■ Dataset content

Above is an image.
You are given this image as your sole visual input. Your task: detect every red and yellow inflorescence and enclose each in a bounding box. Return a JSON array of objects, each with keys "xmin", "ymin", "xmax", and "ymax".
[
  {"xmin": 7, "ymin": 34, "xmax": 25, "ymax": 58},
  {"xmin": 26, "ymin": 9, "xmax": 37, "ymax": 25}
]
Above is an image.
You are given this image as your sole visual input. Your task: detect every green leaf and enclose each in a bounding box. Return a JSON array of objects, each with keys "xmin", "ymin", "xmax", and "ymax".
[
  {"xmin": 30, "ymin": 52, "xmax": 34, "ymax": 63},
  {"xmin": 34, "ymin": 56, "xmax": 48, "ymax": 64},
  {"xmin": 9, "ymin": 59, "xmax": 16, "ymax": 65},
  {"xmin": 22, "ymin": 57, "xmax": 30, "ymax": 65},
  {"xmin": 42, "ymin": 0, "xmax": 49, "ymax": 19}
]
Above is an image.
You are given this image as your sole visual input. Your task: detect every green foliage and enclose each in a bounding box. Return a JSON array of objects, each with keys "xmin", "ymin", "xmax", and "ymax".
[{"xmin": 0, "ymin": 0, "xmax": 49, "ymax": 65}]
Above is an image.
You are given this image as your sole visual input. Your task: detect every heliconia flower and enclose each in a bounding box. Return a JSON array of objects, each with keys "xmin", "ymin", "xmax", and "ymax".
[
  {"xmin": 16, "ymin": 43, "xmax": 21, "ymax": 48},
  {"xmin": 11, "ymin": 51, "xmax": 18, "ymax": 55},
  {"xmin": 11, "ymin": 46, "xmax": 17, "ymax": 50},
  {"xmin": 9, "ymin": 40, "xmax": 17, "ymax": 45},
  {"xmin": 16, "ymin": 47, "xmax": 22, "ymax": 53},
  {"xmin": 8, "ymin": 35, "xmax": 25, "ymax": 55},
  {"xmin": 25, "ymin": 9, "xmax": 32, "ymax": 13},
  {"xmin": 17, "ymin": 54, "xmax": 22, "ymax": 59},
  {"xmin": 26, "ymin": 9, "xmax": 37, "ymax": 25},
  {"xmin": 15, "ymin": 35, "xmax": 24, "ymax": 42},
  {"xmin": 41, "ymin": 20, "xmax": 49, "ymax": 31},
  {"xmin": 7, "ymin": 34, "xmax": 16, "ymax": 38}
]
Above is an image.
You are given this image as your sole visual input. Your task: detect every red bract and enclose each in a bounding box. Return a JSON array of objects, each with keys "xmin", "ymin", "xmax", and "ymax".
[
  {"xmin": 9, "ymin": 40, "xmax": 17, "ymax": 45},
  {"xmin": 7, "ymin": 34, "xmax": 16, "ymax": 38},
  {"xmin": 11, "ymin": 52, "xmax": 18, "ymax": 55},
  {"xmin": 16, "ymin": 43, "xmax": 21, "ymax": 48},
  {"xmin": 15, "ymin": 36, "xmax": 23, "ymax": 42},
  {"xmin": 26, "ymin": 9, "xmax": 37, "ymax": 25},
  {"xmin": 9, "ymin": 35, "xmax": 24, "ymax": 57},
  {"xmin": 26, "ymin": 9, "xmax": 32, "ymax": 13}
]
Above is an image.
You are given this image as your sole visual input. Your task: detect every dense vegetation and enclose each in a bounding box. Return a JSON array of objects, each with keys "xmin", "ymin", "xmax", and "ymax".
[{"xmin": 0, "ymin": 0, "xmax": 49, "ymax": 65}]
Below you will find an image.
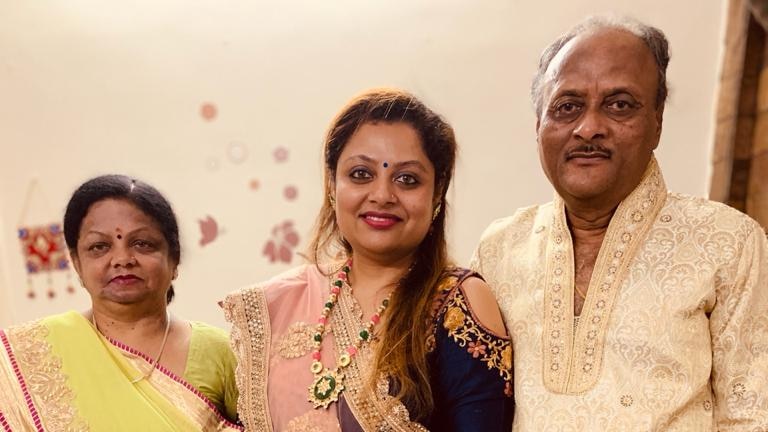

■ Written instruction
Locate each line in the rows above that contains the string "every" and copy those lines. Uppercase and lowercase count as different.

■ Complete output
You are given this image as your sole visual input. Your task: detect every red and yellow inflorescence and enclose each in a bounding box. Return a JSON array of objects, each with keys "xmin", "ymin", "xmax", and "ymax".
You are given this image as your sole visual input. Your task: detect every green leaf and enclose each in a bounding box. Return a JSON array of objects, each with keys "xmin", "ymin", "xmax", and "ymax".
You are given this image as your sole visual input. Your task: detect every green foliage and enclose each in a bounding box. Return a JSON array of objects, each with keys "xmin", "ymin", "xmax", and "ymax".
You are given this image as your sole visual input. Your task: detect every heliconia flower and enclose each in a bounding box. Return a JSON array of objects, each with keys "xmin", "ymin", "xmax", and "ymax".
You are given this image as your sole visual input. Your task: detect every red bract and enclose each in a bounding box. Return a JSON array of objects, each with keys "xmin", "ymin", "xmax", and "ymax".
You are given this image as your sole visual input. Your task: detect every dense vegetation and enclose each in a bounding box. Return a JSON array of objects, each with keys "xmin", "ymin", "xmax", and "ymax".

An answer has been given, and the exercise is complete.